───── TEKS YANG DIBERIKAN ─────

Kamis 23 May 2019 12:11 WIB

Indonesia Kembali Bahas Palestina di Dewan Keamanan PBB

Indonesia memberi perhatian khusus pada situasi Palestina dalam briefing DK PBB.

Rep: Fergi Nadira/ Red: Nur Aini
Menteri Luar Negeri Indonesia Retno LP Marsudi dalam forum PBB membahas Palestina, New York, Kamis (4/3).
Foto: Dok Kemenlu
Menteri Luar Negeri Indonesia Retno LP Marsudi dalam forum PBB membahas Palestina, New York, Kamis (4/3).

REPUBLIKA.CO.ID, NEW YORK -- Indonesia sebagai presiden Dewan Keamanan Perserikatan Bangsa -Bangsa (DK PBB) mengadakan briefing dengan 15 anggota DK yang membicarakan soal situasi di Timur Tengah, khususnya Palestina, Rabu (22/5) waktu setempat. Kegiatan tersebut merupakan salah satu agenda Indonesia sebagai presiden DK PBB selama satu bulan hingga 31 Mei 2019.

─────

Lanjutkan berita tentang Indonesia yang membahas Palestina di Dewan Keamanan PBB, mulai setelah kalimat terakhirnya.

───── INFORMASI YANG DIBERIKAN ─────

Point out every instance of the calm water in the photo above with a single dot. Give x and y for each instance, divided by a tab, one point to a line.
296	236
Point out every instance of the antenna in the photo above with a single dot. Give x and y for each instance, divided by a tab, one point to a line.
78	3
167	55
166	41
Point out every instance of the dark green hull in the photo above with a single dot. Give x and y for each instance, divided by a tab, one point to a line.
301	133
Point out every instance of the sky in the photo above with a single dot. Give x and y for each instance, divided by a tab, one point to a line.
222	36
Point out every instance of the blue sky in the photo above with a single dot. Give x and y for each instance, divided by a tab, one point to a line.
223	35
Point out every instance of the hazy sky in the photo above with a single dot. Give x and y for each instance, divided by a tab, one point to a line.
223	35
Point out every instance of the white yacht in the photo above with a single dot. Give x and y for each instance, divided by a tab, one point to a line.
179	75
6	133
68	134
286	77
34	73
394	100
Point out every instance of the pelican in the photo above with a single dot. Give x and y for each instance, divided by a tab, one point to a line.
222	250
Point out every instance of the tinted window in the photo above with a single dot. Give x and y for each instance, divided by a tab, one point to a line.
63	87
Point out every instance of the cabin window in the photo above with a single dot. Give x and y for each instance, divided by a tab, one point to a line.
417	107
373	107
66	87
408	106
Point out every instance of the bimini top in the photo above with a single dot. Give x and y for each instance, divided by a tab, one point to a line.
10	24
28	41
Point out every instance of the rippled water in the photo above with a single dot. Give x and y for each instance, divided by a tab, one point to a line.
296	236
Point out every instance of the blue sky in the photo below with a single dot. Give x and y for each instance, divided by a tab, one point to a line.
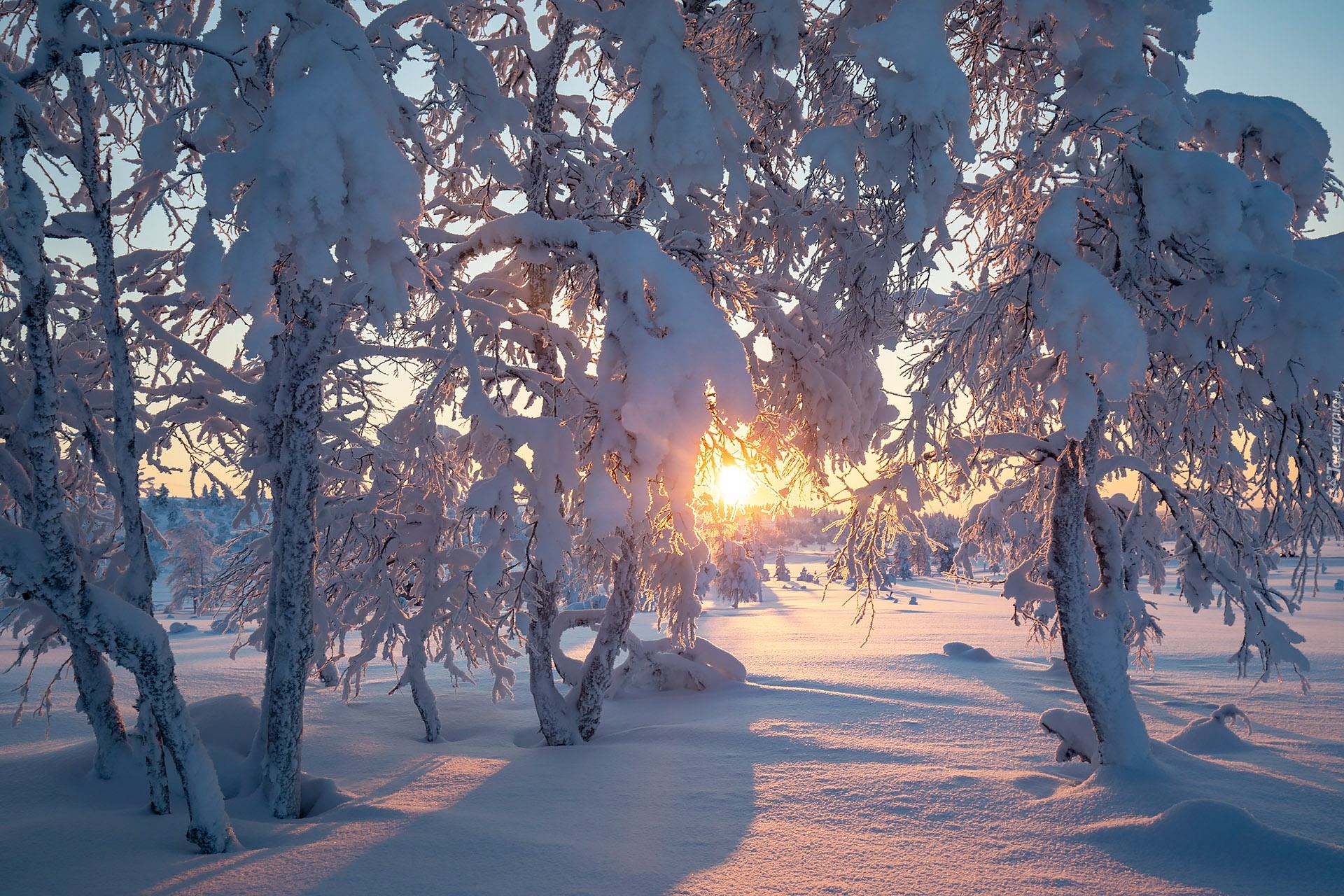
1287	49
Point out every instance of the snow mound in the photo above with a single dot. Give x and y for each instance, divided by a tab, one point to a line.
1077	736
965	652
1212	734
659	665
318	796
1202	841
226	722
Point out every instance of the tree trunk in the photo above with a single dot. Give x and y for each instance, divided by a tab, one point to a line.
1094	647
610	638
293	573
93	680
552	710
131	637
136	586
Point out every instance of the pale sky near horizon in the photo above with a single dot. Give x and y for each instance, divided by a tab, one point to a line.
1287	49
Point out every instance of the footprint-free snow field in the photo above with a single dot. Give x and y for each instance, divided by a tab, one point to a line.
885	767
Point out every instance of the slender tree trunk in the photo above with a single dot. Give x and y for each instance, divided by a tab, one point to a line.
552	710
610	638
93	679
1094	647
132	638
290	643
136	584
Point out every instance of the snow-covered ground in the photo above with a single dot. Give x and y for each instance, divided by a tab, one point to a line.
840	767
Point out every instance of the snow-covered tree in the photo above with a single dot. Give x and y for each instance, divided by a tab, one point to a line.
1133	311
302	147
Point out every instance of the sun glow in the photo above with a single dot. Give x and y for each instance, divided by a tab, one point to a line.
734	486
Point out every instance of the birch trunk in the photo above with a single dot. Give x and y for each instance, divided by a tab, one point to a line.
610	638
93	680
553	711
290	643
1094	645
136	584
130	636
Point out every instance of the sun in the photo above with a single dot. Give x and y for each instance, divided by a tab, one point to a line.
734	486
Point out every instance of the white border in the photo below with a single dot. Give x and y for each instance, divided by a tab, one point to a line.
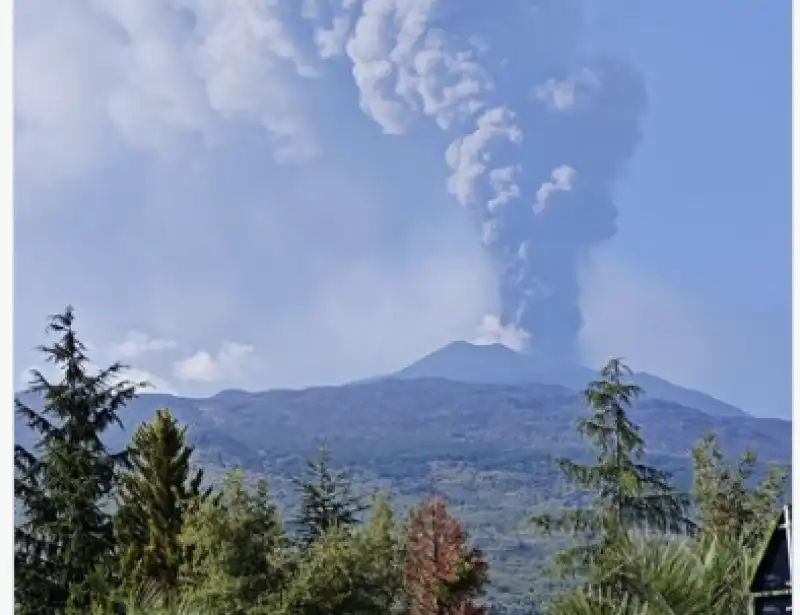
795	267
7	302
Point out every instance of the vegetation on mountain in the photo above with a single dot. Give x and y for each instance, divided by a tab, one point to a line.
171	546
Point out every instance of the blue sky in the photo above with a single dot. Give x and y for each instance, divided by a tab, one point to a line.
272	193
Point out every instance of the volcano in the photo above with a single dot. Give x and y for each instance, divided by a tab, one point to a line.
498	364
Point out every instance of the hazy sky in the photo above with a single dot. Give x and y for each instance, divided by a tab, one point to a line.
261	193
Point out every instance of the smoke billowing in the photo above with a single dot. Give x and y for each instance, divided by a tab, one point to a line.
535	128
539	128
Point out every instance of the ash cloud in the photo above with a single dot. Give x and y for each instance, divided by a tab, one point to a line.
539	132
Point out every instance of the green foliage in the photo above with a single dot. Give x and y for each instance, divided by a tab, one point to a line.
326	499
153	498
236	545
171	549
63	484
626	493
665	576
729	507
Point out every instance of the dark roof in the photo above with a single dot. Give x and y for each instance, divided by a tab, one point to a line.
773	572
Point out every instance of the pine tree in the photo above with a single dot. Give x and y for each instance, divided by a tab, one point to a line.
443	576
153	499
326	499
63	484
730	504
236	548
627	493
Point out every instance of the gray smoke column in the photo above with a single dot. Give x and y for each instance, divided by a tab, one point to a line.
539	130
552	199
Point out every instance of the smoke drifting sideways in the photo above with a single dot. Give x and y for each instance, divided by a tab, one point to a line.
540	131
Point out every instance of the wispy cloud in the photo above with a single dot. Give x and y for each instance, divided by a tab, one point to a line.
219	171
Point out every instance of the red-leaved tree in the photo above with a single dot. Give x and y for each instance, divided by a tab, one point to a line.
443	576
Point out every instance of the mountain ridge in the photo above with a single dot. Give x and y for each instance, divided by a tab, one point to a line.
462	361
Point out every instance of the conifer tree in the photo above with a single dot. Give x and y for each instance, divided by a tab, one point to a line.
443	576
62	485
627	493
326	499
730	504
236	548
155	495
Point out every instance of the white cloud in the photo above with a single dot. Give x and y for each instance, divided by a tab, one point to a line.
95	74
134	344
401	66
155	383
492	331
468	158
563	94
562	179
229	363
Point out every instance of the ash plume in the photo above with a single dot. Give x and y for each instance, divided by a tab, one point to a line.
540	131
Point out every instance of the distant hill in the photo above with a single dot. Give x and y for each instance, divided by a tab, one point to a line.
497	364
489	448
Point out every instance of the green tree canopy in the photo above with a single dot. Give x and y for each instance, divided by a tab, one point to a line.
154	497
62	485
626	493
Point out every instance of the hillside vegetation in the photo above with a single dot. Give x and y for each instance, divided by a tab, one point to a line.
461	498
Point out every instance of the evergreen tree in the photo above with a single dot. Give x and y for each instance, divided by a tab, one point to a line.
154	497
627	493
63	484
236	548
326	499
730	504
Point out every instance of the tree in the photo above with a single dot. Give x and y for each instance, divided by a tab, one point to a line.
443	576
63	483
669	575
326	499
154	497
236	548
626	493
729	505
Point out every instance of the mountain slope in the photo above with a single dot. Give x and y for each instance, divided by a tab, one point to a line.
497	364
488	448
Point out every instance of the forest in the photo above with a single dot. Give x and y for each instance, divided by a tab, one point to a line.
142	529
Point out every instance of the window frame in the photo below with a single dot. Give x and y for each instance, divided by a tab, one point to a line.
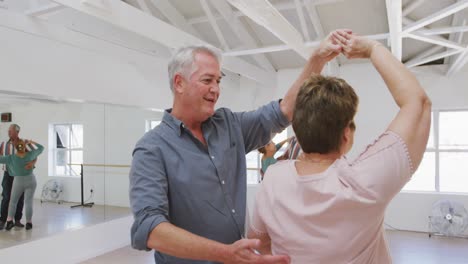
54	150
437	151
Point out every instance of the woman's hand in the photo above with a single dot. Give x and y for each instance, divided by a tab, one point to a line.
354	46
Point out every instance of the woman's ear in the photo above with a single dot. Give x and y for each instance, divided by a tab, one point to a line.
179	83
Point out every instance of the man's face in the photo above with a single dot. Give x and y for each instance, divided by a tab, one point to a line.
201	91
12	133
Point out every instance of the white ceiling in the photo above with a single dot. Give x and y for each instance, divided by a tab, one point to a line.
290	27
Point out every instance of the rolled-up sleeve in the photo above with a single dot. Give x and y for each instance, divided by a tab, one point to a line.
148	194
259	126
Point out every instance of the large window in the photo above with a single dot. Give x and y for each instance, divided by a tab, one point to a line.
444	167
254	159
67	149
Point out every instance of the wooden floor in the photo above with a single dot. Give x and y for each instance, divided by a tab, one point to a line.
405	248
53	218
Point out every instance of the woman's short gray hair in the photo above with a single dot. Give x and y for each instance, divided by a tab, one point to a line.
182	60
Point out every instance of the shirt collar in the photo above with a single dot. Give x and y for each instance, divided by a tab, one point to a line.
173	122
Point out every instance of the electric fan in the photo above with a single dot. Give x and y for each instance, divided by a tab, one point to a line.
448	218
52	191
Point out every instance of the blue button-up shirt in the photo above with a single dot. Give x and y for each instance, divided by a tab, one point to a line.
200	188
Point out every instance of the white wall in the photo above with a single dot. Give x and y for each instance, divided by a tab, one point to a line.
407	211
72	246
41	59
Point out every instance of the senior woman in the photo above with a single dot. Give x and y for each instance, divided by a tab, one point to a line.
323	208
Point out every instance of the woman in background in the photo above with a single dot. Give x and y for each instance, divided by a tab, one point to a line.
25	181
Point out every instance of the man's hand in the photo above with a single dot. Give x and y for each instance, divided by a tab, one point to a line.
30	165
330	47
243	251
354	46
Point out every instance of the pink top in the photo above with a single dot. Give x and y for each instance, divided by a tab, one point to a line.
335	216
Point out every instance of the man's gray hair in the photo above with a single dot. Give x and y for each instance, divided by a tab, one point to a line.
16	127
182	61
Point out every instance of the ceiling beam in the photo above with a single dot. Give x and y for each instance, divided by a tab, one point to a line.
412	6
144	7
282	6
265	14
174	16
457	37
43	10
242	34
275	48
461	60
300	14
444	30
441	42
315	18
126	17
432	58
395	24
426	53
214	25
311	7
437	16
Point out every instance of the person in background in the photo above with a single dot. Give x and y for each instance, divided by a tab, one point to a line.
8	148
25	181
317	209
269	151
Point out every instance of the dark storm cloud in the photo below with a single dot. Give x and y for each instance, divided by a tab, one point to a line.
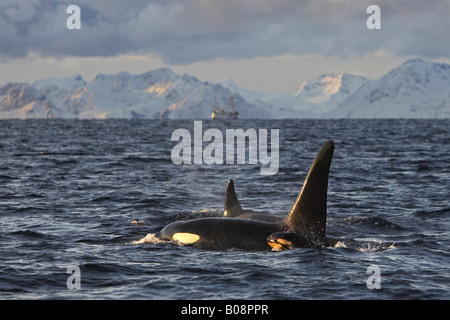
188	31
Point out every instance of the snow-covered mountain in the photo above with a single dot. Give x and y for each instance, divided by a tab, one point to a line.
329	90
416	89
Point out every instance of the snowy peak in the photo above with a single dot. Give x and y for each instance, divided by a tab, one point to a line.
416	89
20	100
329	90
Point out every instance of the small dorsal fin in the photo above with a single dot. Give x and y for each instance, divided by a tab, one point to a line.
309	213
232	205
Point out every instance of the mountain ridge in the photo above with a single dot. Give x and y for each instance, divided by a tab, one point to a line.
415	89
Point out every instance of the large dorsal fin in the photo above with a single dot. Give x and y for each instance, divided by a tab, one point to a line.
232	205
309	214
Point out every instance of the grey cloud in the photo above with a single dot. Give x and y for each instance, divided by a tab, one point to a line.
196	30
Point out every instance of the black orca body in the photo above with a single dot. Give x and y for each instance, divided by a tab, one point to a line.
233	208
307	218
289	240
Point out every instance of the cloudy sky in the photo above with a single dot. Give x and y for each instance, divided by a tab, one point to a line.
266	45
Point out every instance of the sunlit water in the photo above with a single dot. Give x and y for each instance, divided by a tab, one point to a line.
69	191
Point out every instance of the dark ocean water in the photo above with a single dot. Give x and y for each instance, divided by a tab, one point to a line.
70	189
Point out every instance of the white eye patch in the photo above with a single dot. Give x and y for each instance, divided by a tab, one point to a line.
185	237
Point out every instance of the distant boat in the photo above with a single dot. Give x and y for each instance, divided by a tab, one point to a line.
220	113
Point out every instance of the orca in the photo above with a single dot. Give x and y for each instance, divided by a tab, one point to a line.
233	208
306	219
289	240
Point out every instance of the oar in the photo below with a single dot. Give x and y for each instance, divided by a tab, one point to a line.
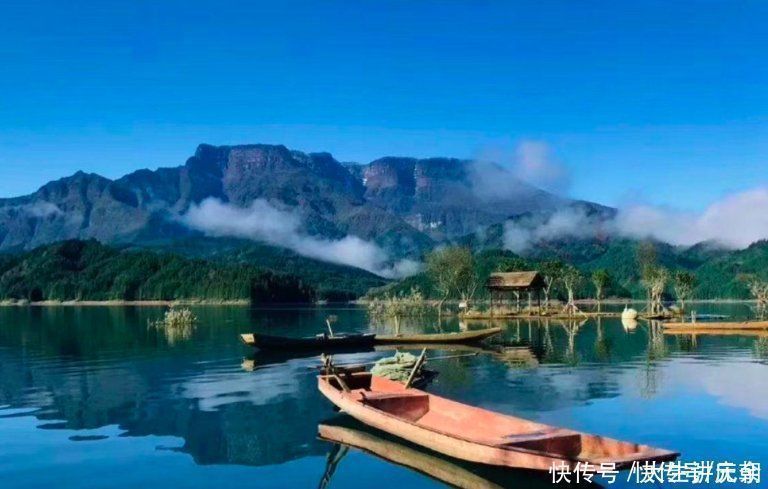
416	368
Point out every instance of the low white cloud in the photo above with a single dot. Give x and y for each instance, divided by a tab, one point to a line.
263	222
42	209
734	222
532	162
570	222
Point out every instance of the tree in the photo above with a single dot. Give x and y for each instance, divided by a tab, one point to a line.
653	277
758	288
571	278
601	278
452	271
655	281
551	270
684	283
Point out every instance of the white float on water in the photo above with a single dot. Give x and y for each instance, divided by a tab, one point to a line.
628	313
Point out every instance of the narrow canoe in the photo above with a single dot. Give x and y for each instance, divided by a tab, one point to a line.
742	325
473	434
313	343
695	331
466	337
455	473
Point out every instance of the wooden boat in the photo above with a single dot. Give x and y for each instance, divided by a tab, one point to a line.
696	331
456	473
466	337
741	325
473	434
321	342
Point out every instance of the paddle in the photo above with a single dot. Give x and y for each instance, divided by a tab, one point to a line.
331	319
416	368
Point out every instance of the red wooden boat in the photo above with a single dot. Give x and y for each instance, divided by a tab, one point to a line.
474	434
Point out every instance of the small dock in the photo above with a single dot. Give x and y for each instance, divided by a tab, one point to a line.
721	325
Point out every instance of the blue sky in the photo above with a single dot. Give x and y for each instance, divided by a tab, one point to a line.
661	101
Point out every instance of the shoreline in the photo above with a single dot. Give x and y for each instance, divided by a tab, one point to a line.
121	303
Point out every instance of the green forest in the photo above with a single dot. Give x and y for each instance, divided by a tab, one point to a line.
88	270
623	268
219	270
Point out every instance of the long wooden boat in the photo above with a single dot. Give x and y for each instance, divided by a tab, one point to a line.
474	434
454	472
696	331
741	325
310	343
465	337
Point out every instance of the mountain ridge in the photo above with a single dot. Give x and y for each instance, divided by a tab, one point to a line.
405	205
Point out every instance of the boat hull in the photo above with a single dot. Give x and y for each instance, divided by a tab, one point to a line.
356	403
463	337
345	342
720	325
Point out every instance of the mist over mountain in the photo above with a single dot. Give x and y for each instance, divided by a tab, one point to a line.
379	216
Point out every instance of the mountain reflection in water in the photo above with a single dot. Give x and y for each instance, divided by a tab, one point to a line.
101	375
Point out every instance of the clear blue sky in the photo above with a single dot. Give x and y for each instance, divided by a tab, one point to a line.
665	99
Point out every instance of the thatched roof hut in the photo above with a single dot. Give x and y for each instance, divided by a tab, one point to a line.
515	281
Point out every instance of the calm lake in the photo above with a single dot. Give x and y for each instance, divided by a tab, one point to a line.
92	397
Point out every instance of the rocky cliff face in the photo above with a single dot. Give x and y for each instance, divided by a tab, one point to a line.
404	204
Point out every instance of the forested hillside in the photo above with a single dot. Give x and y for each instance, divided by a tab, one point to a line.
87	270
719	274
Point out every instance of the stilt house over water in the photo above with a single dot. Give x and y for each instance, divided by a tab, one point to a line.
503	286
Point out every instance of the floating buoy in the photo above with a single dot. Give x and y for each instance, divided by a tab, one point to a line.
628	313
629	324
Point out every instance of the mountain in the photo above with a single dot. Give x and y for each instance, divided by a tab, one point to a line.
88	270
405	205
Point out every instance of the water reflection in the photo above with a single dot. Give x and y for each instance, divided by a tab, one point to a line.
345	433
90	368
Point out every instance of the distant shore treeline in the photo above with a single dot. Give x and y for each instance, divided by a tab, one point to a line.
625	273
90	271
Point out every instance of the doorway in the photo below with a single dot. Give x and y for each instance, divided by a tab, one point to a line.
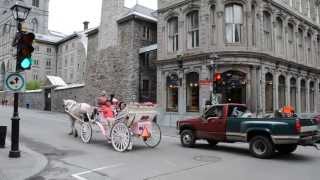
47	98
234	90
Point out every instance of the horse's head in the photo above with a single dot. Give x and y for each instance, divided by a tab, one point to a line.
68	103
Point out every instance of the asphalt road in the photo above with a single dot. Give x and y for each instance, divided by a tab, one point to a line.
69	158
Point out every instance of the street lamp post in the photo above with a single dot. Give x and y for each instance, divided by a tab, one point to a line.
20	14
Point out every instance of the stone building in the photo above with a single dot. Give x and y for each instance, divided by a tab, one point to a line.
267	52
55	53
121	53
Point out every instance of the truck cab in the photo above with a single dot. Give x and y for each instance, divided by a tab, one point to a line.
231	123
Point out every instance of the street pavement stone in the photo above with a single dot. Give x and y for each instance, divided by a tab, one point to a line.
29	164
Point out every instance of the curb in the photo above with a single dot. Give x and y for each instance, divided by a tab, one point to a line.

─────

- **JAWABAN TUGAS**
Tujuan pertemuan itu adalah untuk mendapatkan informasi mengenai situasi terkini di Timur Tengah, termasuk isu Palestina, Suriah, dan Yaman. Melalui video conference, perkembangan terakhir di Timur Tengah disampaikan oleh Koordinator Khusus United Nations Special Coordinator for the Middle East Peace Process (UNSCO) Nickolay Mladenov, dan Commissioner-General United Nations Relief and Works Agency for Palestine Refugees in the Near East (UNRWA) Pierre Krahenbhul. 

Baca Juga

Menteri Luar Negeri (Menlu) Indonesia Retno LP Marsudi dalam memimpin briefing-nya mengatakan, konflik berkepanjangan di Timur Tengah memiliki dampak besar bagi perdamaian dan stabilitas kawasan dan global. "Oleh karenanya DK PBB harus dapat menghasilkan progres riil dalam penyelesaian isu Timur Tengah, khususnya Palestina," kata Retno di Markas Besar PBB dalam rilis pers yang diterima Republika.co.id, Kamis.

Dalam pertemuan briefing DK PBB, Indonesia memberikan perhatian khusus terhadap situasi Palestina. Menlu Retno menyampaikan, bahwa sejak pertemuan (briefing) yang sama bulan Januari lalu, situasi di Timur Tengah, khususnya di Palestina bukan membaik, namun memburuk. Hal itu tercatat oleh terjadinya kekerasan baru pada awal bulan Mei, ditutupnya sementara kehadiran organisasi internasional di Hebron, dan terus berkembangnya pemukiman ilegal di tanah Palestina.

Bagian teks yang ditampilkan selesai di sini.